What you will do:
Quote the items word for word, from their very beginning through the line containing "226L181 294L259 295L382", with both ends included.

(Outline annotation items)
********************

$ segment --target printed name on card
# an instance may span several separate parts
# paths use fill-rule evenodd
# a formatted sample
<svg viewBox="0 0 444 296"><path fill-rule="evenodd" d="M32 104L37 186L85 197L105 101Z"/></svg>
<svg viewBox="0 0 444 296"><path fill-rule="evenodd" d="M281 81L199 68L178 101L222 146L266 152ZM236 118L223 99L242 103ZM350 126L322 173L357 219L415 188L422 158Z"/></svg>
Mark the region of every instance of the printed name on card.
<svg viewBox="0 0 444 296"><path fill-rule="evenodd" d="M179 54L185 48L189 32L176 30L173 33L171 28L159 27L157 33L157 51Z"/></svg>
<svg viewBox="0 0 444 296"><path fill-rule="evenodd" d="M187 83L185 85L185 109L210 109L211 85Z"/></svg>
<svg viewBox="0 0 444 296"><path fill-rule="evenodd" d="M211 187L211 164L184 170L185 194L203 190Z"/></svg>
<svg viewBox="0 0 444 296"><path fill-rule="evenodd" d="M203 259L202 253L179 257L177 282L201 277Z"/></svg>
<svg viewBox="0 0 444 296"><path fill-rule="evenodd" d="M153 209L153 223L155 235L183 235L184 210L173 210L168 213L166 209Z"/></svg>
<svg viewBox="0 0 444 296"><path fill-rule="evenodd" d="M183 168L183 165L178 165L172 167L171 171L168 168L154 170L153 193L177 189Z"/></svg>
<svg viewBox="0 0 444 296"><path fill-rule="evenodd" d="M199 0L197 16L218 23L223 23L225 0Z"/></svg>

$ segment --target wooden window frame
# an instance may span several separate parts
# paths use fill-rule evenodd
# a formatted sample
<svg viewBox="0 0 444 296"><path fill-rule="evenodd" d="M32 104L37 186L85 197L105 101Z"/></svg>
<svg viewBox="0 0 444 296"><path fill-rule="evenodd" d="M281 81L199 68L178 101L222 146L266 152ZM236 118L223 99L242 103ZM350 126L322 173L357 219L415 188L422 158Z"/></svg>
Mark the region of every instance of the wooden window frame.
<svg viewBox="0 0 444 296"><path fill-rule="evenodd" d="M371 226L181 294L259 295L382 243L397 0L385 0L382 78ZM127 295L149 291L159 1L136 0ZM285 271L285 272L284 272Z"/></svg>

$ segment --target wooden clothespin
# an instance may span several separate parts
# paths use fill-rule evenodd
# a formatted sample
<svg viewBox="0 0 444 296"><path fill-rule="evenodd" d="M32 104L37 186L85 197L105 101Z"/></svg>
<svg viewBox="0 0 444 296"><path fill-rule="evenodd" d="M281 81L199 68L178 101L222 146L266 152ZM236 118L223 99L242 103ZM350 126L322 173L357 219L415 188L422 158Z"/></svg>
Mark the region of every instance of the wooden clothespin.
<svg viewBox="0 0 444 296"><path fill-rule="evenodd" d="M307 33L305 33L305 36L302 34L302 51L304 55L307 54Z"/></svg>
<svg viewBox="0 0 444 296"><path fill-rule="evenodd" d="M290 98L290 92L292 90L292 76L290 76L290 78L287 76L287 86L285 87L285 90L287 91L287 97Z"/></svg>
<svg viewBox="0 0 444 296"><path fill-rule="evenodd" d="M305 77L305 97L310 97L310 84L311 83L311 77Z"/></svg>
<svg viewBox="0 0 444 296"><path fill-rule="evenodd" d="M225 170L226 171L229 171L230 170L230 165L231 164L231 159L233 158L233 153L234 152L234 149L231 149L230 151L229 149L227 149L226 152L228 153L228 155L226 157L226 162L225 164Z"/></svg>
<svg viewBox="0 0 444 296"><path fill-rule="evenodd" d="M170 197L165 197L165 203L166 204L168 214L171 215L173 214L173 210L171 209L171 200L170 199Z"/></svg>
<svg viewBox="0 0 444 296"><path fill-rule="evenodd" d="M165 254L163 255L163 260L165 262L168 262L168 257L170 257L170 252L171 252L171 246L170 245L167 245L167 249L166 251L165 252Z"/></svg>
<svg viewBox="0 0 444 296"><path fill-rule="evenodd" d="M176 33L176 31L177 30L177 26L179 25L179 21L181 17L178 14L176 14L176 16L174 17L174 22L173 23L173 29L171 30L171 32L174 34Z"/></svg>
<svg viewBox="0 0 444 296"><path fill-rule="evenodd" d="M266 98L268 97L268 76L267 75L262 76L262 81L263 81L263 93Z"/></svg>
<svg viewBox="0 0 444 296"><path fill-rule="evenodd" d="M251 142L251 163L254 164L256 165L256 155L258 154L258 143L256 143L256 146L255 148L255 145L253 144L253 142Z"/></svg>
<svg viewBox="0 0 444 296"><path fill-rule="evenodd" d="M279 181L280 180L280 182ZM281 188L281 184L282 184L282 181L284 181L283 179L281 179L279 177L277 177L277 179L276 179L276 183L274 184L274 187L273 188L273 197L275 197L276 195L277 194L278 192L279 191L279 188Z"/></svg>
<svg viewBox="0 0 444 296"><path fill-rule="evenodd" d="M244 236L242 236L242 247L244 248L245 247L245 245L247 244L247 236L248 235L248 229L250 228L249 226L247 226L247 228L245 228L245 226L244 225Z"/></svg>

********************

Solution for this exercise:
$ segment --target printed name on card
# an instance may span several separate parts
# paths use fill-rule evenodd
# a formatted sample
<svg viewBox="0 0 444 296"><path fill-rule="evenodd" d="M32 104L37 186L85 197L105 101Z"/></svg>
<svg viewBox="0 0 444 296"><path fill-rule="evenodd" d="M281 81L199 68L178 101L222 146L266 152ZM236 118L223 99L242 103ZM350 126L322 173L357 219L415 188L422 158Z"/></svg>
Mark the region of every instance of the printed name on card.
<svg viewBox="0 0 444 296"><path fill-rule="evenodd" d="M179 54L185 48L189 32L176 30L173 33L171 28L159 27L157 33L157 51Z"/></svg>
<svg viewBox="0 0 444 296"><path fill-rule="evenodd" d="M187 83L185 85L185 109L210 109L211 85Z"/></svg>
<svg viewBox="0 0 444 296"><path fill-rule="evenodd" d="M211 187L211 164L184 170L185 194L203 190Z"/></svg>
<svg viewBox="0 0 444 296"><path fill-rule="evenodd" d="M203 259L202 253L179 257L177 282L201 277Z"/></svg>
<svg viewBox="0 0 444 296"><path fill-rule="evenodd" d="M153 209L153 223L155 235L183 235L184 210L173 210L168 213L166 209Z"/></svg>
<svg viewBox="0 0 444 296"><path fill-rule="evenodd" d="M183 168L183 165L178 165L172 167L171 171L168 168L154 170L153 193L177 189Z"/></svg>
<svg viewBox="0 0 444 296"><path fill-rule="evenodd" d="M199 0L197 16L218 23L223 23L225 0Z"/></svg>

$ segment --target wooden window frame
# an instance may span several separate parts
# paths use fill-rule evenodd
# a formatted sample
<svg viewBox="0 0 444 296"><path fill-rule="evenodd" d="M32 104L37 186L85 197L105 101Z"/></svg>
<svg viewBox="0 0 444 296"><path fill-rule="evenodd" d="M281 81L199 68L178 101L222 146L266 152ZM236 118L223 99L242 103ZM350 126L322 173L357 219L415 188L422 158Z"/></svg>
Mark the region of every instance of the wooden window frame.
<svg viewBox="0 0 444 296"><path fill-rule="evenodd" d="M371 226L181 294L259 295L382 243L397 0L385 0L382 78ZM127 295L149 291L159 1L136 0ZM285 271L285 272L284 272Z"/></svg>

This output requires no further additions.